_SOURCE EXTRACT_
__________________________________________________
Checking Out the Outfielders

When Jason Repko takes the field for the Los Angeles Dodgers, he represents what has become a vanishing breed -- players who have spent their entire careers in the Dodger system. Just about everybody else in the lineup has come from elsewhere.

That's also pretty much the case with the outfielders on the top two teams in the minors. Oh, there is Chin-Feng Chen with Las Vegas (who's currently sidelined with a hand injury) but that's about it. Before being hurt, Chen was once again demonstrating that he can hit (.281) and hit with power (seven home runs, a team-leading 34 RBI) and wondering if anybody really cares.

Cody Ross, who came from the Tigers, has been flashing some pop (11 home runs) but not much consistency (.251). Henri Stanley, ex-Red Sox, is doing about what was hoped for (.305-5-25). Both could be back-ups with the big club, if needed. Derek Michaelis has been called up from Jacksonville as a reserve but the 6-7 former Rice University basketball star, is still a misplaced first baseman with occasional power.

Jacksonville's outfielders are also those culled from beyond- Jon Weber, Ty Meadows and Todd Donovan. Weber, a free agent pickup over the winter, has been assaulting the ball lately (.327-7-39); Meadows showed he has pop in spring training and hasn't disappointed there (.290-10-47). Donovan was obtained from the Indians for his speed and that's exactly what he's provided. He's stolen 33 bases, by far the best in the organization, plus slapping eight triples, another speed indicator. He's hitting a respectable .283 although his .358 on-base percentage is not that exciting for a leadoff man.

The fourth Suns outfielder is Nick Alvarez, a reliable Double-A lifer who's hitting .316-2-14.
__________________________________________________
_EXERCISE DATA_

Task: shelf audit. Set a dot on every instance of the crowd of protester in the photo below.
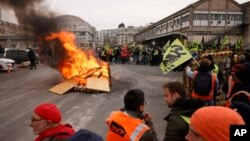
(126, 55)
(192, 117)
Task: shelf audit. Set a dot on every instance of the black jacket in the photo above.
(177, 128)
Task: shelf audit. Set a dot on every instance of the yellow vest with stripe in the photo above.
(123, 127)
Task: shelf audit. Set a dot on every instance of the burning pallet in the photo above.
(81, 68)
(92, 81)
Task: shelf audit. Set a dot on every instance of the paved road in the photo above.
(22, 90)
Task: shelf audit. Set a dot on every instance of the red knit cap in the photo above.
(48, 111)
(213, 122)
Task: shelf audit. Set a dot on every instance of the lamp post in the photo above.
(153, 43)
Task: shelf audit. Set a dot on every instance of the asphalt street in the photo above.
(23, 89)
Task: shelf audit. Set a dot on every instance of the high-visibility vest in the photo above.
(211, 95)
(230, 83)
(123, 127)
(216, 69)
__________________________________________________
_YOUR INSTRUCTIONS_
Could you write out the entire article on the Dodgers' minor-league outfielders above, word for word?

_EXERCISE ANSWER_
Checking Out the Outfielders

When Jason Repko takes the field for the Los Angeles Dodgers, he represents what has become a vanishing breed -- players who have spent their entire careers in the Dodger system. Just about everybody else in the lineup has come from elsewhere.

That's also pretty much the case with the outfielders on the top two teams in the minors. Oh, there is Chin-Feng Chen with Las Vegas (who's currently sidelined with a hand injury) but that's about it. Before being hurt, Chen was once again demonstrating that he can hit (.281) and hit with power (seven home runs, a team-leading 34 RBI) and wondering if anybody really cares.

Cody Ross, who came from the Tigers, has been flashing some pop (11 home runs) but not much consistency (.251). Henri Stanley, ex-Red Sox, is doing about what was hoped for (.305-5-25). Both could be back-ups with the big club, if needed. Derek Michaelis has been called up from Jacksonville as a reserve but the 6-7 former Rice University basketball star, is still a misplaced first baseman with occasional power.

Jacksonville's outfielders are also those culled from beyond- Jon Weber, Ty Meadows and Todd Donovan. Weber, a free agent pickup over the winter, has been assaulting the ball lately (.327-7-39); Meadows showed he has pop in spring training and hasn't disappointed there (.290-10-47). Donovan was obtained from the Indians for his speed and that's exactly what he's provided. He's stolen 33 bases, by far the best in the organization, plus slapping eight triples, another speed indicator. He's hitting a respectable .283 although his .358 on-base percentage is not that exciting for a leadoff man.

The fourth Suns outfielder is Nick Alvarez, a reliable Double-A lifer who's hitting .316-2-14.